#### Actions to take:
1: Please reproduce the stretch from "The estimated 13" through "doubled since then." in the pollen food syndrome article, substituting "alder tree" for "birch tree".
2: Carry on the pollen food syndrome article from the point at which it ends.

#### Page extract:
-- -- --

An “explosion” in a food allergy poses a particular risk to vegans and vegetarians, one of Britain’s leading experts has warned.
Cases of pollen food syndrome (PFS) have risen markedly in recent years as a result of global heating, worsening pollution and changes in pollen patterns, Dr Isabel Skypala said.
Attacks of PFS are usually triggered by eating raw nuts, fruit and vegetables. However, they can also be prompted by foods popular among people who avoid animal products, such as soya milk, avocados, jackfruit, edamame beans and smoothies.
The estimated 13 million Britons who are allergic to pollen, especially birch tree pollen, and suffer from hay fever are most at risk. PFS is caused by unstable pollen antibodies found in proteins in some raw – but not cooked – fruits and vegetables, nuts and soya.
Skypala, the only consultant allergy dietician in the NHS, said: “The last research into the prevalence of PFS in Britain, which I undertook in 2008, showed that 2% of adults had it, including 4% of people in London. I suspect that it has probably doubled since then.
“In my clinic at the Royal Brompton hospital in London about five out of every 10 people I see has PFS, whereas 10 years [ago] it might have been two. There’s a perfect storm of increasing PFS at the same time as you have a very great increase in people eating fruits and vegetables.”
It is someone’s inherent sensitivity to pollen, rather than the fact they follow a meat-free diet, that puts them at risk, added Skypala.
Most sufferers experience only mild symptoms such as itching or tingling in or around their mouth. However, growing numbers experience nausea, vomiting and even difficulty breathing because their throat swells up. “While a lot of people with PFS are having a mild reaction, severe reactions are more frightening and more dangerous,” she said.
Skypala said PFS sufferers often end up very nervous about what they eat. “A PFS reaction, mild or severe, makes people extremely anxious, and they often cut out all fruit and nuts, because they are worried about having another reaction.”

-- -- --

Items contained in a dataset
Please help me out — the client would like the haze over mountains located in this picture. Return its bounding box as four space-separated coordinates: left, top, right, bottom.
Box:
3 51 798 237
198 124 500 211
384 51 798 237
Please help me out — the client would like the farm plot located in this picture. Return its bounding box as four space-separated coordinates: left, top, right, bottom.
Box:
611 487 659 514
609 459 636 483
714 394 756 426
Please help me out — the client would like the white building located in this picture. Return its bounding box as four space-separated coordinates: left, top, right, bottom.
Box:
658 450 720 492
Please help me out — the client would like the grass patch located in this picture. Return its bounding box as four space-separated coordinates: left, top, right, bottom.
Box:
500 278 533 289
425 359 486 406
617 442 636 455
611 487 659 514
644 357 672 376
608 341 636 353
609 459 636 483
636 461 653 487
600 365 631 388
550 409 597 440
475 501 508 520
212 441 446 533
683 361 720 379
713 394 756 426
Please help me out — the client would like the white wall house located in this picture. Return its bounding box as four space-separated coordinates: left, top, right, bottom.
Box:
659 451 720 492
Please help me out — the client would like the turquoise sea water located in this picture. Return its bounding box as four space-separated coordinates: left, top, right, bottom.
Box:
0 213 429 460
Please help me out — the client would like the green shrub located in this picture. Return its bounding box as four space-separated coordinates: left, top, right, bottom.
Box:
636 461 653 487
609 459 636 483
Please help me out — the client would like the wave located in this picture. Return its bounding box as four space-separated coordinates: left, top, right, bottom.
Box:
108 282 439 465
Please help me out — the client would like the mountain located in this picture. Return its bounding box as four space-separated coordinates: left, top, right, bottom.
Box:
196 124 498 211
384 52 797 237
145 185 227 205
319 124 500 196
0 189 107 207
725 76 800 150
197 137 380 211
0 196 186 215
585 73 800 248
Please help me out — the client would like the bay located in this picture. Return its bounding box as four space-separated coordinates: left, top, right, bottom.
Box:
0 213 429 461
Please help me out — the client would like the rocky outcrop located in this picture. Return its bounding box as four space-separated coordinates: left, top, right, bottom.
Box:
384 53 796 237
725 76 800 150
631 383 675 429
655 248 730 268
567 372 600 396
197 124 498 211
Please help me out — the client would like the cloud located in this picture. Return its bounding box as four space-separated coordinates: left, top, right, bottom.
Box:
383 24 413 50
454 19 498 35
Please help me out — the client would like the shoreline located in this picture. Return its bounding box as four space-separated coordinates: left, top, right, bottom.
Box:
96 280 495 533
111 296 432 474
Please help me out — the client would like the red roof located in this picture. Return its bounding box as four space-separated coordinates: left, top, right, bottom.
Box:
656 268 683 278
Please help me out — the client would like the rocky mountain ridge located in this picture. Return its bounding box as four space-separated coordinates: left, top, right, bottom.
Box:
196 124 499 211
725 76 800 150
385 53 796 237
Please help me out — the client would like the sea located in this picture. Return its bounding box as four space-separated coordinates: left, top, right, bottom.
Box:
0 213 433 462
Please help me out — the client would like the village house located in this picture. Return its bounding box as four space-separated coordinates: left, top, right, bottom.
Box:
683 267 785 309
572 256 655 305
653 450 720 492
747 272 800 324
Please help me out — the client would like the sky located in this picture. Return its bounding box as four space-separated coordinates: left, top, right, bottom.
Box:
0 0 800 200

-- -- --

#### Exercise responses:
1:
The estimated 13 million Britons who are allergic to pollen, especially alder tree pollen, and suffer from hay fever are most at risk. PFS is caused by unstable pollen antibodies found in proteins in some raw – but not cooked – fruits and vegetables, nuts and soya.
Skypala, the only consultant allergy dietician in the NHS, said: “The last research into the prevalence of PFS in Britain, which I undertook in 2008, showed that 2% of adults had it, including 4% of people in London. I suspect that it has probably doubled since then.

2:
The surge in cases is adding to the pressure on the NHS. However, specialist services are under-resourced so patients often wait months to be seen, she added.
Skypala has drawn up a new set of clinical guidelines for the British Society for Allergy and Clinical Immunology. These also advise doctors how to differentiate PFS from a nut allergy, with which it is often confused.
The Anaphylaxis Campaign said foods that can trigger PFS include raw apples, pears, kiwi fruits, strawberries, plums, cherries, cherry tomatoes, celery and carrot. Frozen fruit or vegetables can still provoke a reaction, and peeling potatoes or other root vegetables can lead to itching or swelling in the hands and eyes.
“The rising prevalence of PFS comes at a time when there is a worldwide change in dietary habits, with more people adopting a vegetarian or vegan lifestyle. A vegan/vegetarian diet may also include soy and jackfruit, both of which can provoke severe PFS reactions,” the charity added.
Margaret Kelman, a specialist nurse at Allergy UK, said: “The psychological effect of having PFS, especially where multiple foods are being avoided, can not only greatly restrict the diet but also can lead to anxiety and fear, and impact on an individual’s ability to carry out daily tasks.”
Sufferers should stop eating the trigger food, rise their mouth with water, take an antihistamine medication if they find that helps, and try eating some of the foods baked or roasted instead, she added.